» Exercise aim
Each line from the one containing "If you could point out the blue dress" onward, through the end of the entries, is to be transcribed exactly; nothing else is to be included.

(Available records begins)

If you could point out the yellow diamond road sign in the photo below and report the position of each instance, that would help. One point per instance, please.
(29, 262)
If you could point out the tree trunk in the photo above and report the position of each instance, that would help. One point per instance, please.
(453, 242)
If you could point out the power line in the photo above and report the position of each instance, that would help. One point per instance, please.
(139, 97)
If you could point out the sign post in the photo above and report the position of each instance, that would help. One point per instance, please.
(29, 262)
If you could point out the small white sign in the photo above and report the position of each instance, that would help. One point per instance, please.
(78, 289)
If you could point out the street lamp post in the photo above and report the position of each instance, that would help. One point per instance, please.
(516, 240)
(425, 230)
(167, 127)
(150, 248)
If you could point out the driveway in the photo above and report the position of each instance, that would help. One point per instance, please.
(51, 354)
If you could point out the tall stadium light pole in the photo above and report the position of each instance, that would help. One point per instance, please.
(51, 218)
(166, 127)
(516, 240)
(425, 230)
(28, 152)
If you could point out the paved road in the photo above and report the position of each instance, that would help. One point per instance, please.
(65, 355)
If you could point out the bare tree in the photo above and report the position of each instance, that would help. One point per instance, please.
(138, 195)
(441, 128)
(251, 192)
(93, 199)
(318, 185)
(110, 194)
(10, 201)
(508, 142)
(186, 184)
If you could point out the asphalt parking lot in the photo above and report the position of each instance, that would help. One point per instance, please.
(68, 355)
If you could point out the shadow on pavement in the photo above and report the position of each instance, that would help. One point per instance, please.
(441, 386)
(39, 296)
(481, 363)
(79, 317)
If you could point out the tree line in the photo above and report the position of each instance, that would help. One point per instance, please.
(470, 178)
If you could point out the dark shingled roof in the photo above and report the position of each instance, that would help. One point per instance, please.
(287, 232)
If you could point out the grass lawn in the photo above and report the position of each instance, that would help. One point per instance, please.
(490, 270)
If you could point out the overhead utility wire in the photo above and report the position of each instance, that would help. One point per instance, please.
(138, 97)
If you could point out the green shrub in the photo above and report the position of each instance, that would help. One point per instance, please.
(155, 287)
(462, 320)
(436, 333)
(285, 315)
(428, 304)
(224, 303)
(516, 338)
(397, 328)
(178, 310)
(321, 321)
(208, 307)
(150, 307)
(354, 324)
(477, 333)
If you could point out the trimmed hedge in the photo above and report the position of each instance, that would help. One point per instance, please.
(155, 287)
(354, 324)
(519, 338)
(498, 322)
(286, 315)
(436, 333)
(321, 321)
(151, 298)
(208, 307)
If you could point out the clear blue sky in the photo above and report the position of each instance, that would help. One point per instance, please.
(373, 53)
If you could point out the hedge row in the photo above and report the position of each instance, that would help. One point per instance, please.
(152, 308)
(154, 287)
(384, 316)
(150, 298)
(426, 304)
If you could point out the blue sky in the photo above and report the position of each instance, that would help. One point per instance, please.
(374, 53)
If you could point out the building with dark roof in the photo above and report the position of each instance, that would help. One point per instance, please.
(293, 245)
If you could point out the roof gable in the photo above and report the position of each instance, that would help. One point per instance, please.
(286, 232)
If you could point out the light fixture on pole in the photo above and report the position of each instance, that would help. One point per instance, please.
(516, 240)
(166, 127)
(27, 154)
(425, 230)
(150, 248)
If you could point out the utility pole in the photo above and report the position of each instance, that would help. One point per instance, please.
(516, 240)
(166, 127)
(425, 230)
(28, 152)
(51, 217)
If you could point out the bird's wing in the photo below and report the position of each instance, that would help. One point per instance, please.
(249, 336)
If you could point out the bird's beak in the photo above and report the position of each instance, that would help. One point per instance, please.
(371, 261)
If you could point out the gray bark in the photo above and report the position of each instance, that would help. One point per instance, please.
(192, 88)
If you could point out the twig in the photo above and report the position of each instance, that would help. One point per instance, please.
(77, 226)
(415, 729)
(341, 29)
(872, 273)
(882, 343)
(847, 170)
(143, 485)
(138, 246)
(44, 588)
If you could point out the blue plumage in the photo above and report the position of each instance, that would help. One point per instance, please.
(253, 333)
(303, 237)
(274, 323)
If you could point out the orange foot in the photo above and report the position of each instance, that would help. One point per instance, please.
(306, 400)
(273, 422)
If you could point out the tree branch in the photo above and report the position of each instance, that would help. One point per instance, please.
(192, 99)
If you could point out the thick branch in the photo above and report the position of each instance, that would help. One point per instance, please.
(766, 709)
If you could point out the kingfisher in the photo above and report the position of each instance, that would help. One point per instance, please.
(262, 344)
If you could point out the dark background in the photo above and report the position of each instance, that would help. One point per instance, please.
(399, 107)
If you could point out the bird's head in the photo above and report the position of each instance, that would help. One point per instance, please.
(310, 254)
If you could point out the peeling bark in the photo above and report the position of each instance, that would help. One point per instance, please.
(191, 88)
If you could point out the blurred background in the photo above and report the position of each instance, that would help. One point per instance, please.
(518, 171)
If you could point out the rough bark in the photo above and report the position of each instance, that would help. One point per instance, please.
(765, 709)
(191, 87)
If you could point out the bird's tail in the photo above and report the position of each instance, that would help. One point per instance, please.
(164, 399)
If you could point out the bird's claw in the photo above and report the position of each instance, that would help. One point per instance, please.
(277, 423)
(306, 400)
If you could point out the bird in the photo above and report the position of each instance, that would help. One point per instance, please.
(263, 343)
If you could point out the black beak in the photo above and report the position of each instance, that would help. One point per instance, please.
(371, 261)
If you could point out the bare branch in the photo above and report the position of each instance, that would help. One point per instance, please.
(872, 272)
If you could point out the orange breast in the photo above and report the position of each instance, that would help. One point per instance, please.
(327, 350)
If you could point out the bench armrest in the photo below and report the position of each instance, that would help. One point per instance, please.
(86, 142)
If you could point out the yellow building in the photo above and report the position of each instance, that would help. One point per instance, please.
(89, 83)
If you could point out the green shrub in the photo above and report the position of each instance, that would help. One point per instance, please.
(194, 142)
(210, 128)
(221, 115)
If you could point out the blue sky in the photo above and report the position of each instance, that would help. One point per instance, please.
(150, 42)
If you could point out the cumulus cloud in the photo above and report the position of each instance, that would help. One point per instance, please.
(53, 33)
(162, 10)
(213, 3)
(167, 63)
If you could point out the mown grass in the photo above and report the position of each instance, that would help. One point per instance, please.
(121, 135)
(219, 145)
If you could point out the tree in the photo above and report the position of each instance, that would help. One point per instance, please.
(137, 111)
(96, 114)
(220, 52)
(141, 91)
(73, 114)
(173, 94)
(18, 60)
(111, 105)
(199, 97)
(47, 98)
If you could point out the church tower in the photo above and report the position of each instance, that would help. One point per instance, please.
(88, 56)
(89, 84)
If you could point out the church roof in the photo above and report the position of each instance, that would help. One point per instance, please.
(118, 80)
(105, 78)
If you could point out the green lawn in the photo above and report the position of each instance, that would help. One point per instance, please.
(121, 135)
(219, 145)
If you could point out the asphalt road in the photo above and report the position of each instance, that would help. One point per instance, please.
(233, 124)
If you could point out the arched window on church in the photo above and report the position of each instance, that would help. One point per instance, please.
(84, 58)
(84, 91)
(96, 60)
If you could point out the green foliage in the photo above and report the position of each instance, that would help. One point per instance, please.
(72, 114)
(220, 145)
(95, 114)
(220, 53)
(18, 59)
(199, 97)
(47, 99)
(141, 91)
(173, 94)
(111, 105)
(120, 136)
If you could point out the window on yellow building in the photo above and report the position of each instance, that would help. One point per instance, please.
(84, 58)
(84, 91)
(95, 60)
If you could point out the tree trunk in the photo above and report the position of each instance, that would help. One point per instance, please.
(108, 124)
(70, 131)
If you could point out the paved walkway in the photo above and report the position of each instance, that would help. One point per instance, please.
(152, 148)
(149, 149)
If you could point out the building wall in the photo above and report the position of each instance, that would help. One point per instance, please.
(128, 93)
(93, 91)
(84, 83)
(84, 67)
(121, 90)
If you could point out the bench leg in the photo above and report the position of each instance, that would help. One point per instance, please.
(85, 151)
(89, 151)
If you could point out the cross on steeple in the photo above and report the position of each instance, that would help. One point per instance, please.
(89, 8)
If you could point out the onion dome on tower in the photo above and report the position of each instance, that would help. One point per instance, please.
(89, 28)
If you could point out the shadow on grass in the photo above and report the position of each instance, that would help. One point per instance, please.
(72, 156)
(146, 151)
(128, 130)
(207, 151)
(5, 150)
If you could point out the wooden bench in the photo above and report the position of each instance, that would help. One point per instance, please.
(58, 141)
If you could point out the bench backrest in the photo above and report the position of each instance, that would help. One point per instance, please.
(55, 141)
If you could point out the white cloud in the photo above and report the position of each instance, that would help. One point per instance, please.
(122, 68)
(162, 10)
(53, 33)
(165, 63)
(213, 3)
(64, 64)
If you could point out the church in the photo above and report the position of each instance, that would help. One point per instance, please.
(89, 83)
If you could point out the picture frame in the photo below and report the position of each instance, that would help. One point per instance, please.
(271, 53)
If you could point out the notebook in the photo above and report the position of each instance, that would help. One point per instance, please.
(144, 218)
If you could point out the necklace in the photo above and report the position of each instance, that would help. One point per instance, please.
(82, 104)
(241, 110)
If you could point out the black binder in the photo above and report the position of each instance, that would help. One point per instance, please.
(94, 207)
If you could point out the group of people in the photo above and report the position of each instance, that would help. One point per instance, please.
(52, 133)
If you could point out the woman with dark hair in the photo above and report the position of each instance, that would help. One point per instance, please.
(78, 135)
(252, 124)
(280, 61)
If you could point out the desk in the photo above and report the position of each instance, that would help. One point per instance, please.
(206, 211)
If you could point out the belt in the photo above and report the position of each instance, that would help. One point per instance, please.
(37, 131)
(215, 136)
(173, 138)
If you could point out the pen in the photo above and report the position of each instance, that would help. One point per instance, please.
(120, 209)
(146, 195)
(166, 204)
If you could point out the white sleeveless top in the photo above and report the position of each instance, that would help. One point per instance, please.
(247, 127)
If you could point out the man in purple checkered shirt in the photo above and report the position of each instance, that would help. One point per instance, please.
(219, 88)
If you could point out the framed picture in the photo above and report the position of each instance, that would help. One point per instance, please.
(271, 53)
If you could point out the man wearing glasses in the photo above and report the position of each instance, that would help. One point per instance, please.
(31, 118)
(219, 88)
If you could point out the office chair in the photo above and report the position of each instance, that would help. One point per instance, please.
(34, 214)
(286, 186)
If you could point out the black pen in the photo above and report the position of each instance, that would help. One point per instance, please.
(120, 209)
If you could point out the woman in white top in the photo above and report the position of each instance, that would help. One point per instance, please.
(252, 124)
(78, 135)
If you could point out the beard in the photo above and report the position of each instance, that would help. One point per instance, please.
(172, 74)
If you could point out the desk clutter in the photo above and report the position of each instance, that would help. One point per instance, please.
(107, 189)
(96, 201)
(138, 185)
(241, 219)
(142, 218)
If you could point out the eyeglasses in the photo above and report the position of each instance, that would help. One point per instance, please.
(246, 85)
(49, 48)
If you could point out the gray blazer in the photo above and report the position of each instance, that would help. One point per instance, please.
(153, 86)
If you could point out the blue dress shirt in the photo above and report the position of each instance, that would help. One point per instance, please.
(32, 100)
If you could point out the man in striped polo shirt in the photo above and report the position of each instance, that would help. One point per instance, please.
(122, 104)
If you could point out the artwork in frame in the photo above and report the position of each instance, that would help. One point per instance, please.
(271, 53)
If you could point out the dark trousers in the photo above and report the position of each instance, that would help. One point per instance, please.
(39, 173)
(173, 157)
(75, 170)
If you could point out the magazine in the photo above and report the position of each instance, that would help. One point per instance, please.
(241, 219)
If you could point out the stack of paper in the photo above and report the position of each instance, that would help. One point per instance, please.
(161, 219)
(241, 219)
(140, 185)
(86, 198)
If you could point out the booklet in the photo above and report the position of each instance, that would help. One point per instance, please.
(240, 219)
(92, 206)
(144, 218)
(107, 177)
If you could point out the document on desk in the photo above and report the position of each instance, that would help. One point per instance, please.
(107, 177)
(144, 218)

(Available records ends)

» Exercise solution
If you could point out the blue dress shirt in the photo above and report the position of each instance, that would help. One point per instance, please.
(32, 100)
If you could point out the man in striped polo shirt in the photo above and report the position of each instance, that would help. One point per instance, please.
(122, 104)
If you could point out the artwork in frame in the photo above and report the position of each instance, that would help. One point per instance, please.
(271, 53)
If you could point out the dark trousers in the photo above and report the position of each instance, that would help. One point per instance, please.
(39, 173)
(173, 157)
(75, 170)
If you could point out the magazine in the photo above and report the position of each instance, that would help. One point per instance, please.
(241, 219)
If you could point out the stack of paper in the photo above and report the position of each instance, that would help. One point per instance, please.
(161, 219)
(241, 219)
(140, 185)
(86, 198)
If you could point out the booklet in the photo above and report the position of each instance, that would help. One point per instance, please.
(240, 219)
(92, 206)
(144, 218)
(107, 177)
If you could point out the document on desk in the photo above and report the position of each instance, that would help. One point per instance, please.
(107, 177)
(144, 218)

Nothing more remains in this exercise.